What to produce:
Copy out the full data exactly as given; pictures should not be included.

Data for this task:
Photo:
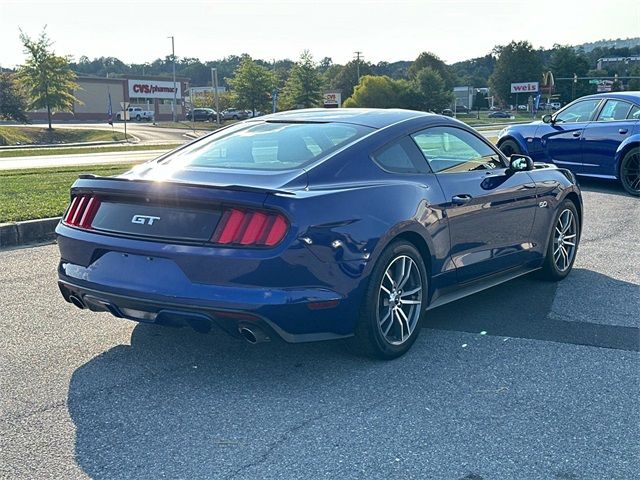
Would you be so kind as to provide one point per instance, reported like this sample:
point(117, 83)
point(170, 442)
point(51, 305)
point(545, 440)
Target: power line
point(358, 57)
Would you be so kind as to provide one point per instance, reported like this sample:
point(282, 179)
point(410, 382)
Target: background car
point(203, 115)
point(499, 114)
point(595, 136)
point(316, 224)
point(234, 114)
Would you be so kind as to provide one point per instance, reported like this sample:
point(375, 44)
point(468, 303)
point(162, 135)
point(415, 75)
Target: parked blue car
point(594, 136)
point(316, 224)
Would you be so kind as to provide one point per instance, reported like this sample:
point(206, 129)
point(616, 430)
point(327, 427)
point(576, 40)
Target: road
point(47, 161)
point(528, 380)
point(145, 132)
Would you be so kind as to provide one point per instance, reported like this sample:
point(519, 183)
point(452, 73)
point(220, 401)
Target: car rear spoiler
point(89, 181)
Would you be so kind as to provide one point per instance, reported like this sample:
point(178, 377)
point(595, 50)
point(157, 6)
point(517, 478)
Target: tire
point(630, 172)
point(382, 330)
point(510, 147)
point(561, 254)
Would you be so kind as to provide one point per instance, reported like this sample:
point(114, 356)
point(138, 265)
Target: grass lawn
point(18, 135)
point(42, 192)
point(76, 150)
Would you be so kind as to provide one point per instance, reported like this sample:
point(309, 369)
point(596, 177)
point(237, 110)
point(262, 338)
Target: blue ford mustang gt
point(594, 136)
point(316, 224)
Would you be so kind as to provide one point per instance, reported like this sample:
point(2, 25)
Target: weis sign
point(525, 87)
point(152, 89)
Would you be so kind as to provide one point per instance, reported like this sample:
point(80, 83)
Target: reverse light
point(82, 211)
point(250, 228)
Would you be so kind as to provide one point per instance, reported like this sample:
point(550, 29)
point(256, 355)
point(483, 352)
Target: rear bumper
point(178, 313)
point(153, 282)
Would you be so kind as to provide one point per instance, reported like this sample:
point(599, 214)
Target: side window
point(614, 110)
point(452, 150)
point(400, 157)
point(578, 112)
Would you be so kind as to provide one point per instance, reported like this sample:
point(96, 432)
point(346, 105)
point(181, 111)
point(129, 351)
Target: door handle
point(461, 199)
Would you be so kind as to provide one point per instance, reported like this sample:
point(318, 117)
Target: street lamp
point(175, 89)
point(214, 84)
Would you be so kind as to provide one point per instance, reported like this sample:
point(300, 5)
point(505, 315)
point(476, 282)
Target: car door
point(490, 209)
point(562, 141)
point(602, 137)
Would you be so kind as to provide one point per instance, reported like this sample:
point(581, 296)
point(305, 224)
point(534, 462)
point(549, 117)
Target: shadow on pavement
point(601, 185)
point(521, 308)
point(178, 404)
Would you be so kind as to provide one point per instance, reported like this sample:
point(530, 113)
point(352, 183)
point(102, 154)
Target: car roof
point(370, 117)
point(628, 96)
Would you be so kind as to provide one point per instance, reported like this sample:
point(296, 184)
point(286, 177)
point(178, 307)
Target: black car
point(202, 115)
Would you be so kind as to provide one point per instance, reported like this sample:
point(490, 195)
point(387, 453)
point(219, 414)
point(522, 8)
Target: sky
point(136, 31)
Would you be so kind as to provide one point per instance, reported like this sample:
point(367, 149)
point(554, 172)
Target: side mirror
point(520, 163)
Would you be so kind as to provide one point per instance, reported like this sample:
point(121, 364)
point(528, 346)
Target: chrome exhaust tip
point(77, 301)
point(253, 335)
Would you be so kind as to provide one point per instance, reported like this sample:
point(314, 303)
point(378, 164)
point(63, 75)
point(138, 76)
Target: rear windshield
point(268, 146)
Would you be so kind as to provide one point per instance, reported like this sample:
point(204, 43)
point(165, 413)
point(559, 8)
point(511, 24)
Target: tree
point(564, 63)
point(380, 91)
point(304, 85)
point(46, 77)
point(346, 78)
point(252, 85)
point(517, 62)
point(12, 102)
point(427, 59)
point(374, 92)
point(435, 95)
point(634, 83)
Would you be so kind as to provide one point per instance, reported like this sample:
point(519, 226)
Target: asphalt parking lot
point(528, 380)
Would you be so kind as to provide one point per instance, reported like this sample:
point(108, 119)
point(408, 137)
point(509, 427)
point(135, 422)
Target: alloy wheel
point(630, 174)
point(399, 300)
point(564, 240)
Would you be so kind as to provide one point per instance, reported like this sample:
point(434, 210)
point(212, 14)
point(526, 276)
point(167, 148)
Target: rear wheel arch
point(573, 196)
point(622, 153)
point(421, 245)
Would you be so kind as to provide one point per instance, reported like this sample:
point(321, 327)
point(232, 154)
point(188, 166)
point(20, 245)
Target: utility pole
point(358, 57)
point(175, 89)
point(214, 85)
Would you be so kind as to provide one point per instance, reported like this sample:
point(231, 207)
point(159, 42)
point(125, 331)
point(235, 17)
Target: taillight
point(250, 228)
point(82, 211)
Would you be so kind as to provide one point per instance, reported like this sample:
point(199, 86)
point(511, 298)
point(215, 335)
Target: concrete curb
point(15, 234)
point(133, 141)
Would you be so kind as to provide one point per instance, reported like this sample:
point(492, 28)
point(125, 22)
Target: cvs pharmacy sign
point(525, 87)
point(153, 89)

Problem solution:
Photo:
Would you be so kind as to provide one point per instance, reported like this sample:
point(117, 83)
point(170, 442)
point(51, 305)
point(545, 440)
Target: power line
point(358, 57)
Would you be so kind as to provide one point per instance, reported like this sample:
point(282, 179)
point(410, 382)
Target: background car
point(203, 115)
point(499, 114)
point(595, 136)
point(316, 224)
point(234, 114)
Would you be so kind as to provide one point per instance, reported like this sample:
point(375, 44)
point(468, 303)
point(162, 135)
point(415, 75)
Target: parked blue car
point(594, 136)
point(316, 224)
Would you be so kind as to provide one point per instance, reported like this sample:
point(206, 129)
point(616, 430)
point(327, 427)
point(576, 40)
Target: road
point(47, 161)
point(528, 380)
point(145, 132)
Would you be so kind as to provide one point per instance, reported like this sample:
point(519, 183)
point(452, 73)
point(220, 401)
Target: car rear spoiler
point(89, 181)
Would you be so kind as to provide one point per instance, reported like this sample:
point(178, 377)
point(595, 50)
point(157, 6)
point(517, 478)
Target: tire
point(630, 172)
point(382, 330)
point(510, 147)
point(561, 254)
Would you be so kind as to provide one point per instance, reported like this sample:
point(114, 356)
point(138, 265)
Target: grass lawn
point(18, 135)
point(42, 192)
point(76, 150)
Would you be so kind as to provide one point per instance, reported like this sample:
point(309, 369)
point(596, 177)
point(237, 110)
point(262, 338)
Target: blue ford mustang gt
point(594, 136)
point(316, 224)
Would you be so kind as to provide one point per instance, reported like this sample:
point(2, 25)
Target: weis sign
point(525, 87)
point(152, 89)
Would you be so kind as to provide one point per instance, reported like this sample:
point(80, 83)
Target: reverse light
point(82, 211)
point(250, 228)
Would you be so kind as to provide one point per instance, reported like this sample:
point(550, 29)
point(256, 355)
point(483, 352)
Target: rear bumper
point(178, 313)
point(153, 282)
Would you be so kind as to provide one point per instance, reported like this sample:
point(599, 214)
Target: side window
point(614, 110)
point(452, 150)
point(400, 157)
point(578, 112)
Would you be so kind as to provide one point per instance, reported like this sample:
point(96, 432)
point(346, 105)
point(181, 111)
point(129, 351)
Target: door handle
point(461, 199)
Would you be so kind as to provide one point per instance, reported like this sample:
point(318, 117)
Target: street lamp
point(175, 89)
point(214, 84)
Would you be so kind as to provide one point per instance, reported like this sample:
point(300, 5)
point(505, 315)
point(476, 282)
Target: car door
point(490, 209)
point(562, 141)
point(602, 137)
Would you be so kind as to provide one point per instance, reported like this sample:
point(581, 296)
point(305, 224)
point(534, 462)
point(549, 117)
Target: shadow on pavement
point(601, 185)
point(521, 308)
point(178, 404)
Would you be so kind as to provide one point per instance, reported like this sample:
point(530, 113)
point(352, 183)
point(102, 154)
Target: car roof
point(370, 117)
point(628, 96)
Would you be so kind as to provide one point per instance, reported like this sample:
point(296, 184)
point(286, 177)
point(178, 307)
Target: black car
point(202, 115)
Would you be so kind as to provide one point per instance, reported like this sample:
point(490, 195)
point(387, 453)
point(219, 414)
point(522, 8)
Target: sky
point(136, 31)
Would you be so kind as to provide one point per instance, reported like this sample:
point(367, 149)
point(554, 172)
Target: side mirror
point(520, 163)
Would you be so kind as to provide one point per instance, reported like this sample:
point(121, 364)
point(528, 346)
Target: chrome exhaust tip
point(77, 301)
point(253, 335)
Would you be so kind as to provide one point per instance, reported like this sample:
point(314, 303)
point(378, 164)
point(63, 75)
point(138, 76)
Target: rear windshield
point(268, 146)
Would you be so kind as to provide one point per instance, reported like this sample:
point(204, 43)
point(165, 413)
point(559, 8)
point(511, 24)
Target: tree
point(564, 63)
point(380, 91)
point(304, 85)
point(46, 77)
point(346, 78)
point(252, 85)
point(517, 62)
point(12, 102)
point(427, 59)
point(374, 92)
point(435, 95)
point(634, 83)
Would you be so kind as to provide one point per instance, reported like this sample:
point(519, 226)
Target: asphalt parking lot
point(528, 380)
Would you be so kind as to provide one point per instance, reported like this sample:
point(108, 119)
point(408, 137)
point(509, 427)
point(135, 422)
Target: alloy wheel
point(630, 174)
point(399, 300)
point(564, 240)
Would you be so kind as to provide one point per instance, reported like this sample:
point(434, 210)
point(212, 14)
point(526, 276)
point(167, 148)
Target: rear wheel arch
point(573, 196)
point(622, 153)
point(421, 245)
Would you be so kind as to provide one point per instance, reported like this sample:
point(321, 327)
point(232, 154)
point(188, 166)
point(20, 245)
Target: utility pole
point(358, 57)
point(175, 89)
point(214, 85)
Would you be so kind as to provide one point per instance, reported like this sample:
point(231, 207)
point(159, 42)
point(125, 331)
point(235, 17)
Target: taillight
point(250, 228)
point(82, 211)
Would you be so kind as to provide one point per instance, reported like this sample:
point(199, 86)
point(511, 298)
point(215, 335)
Target: concrete curb
point(15, 234)
point(133, 141)
Would you be so kind as to provide one point per instance, reported like this sample:
point(492, 28)
point(125, 22)
Target: cvs pharmacy sign
point(525, 87)
point(153, 89)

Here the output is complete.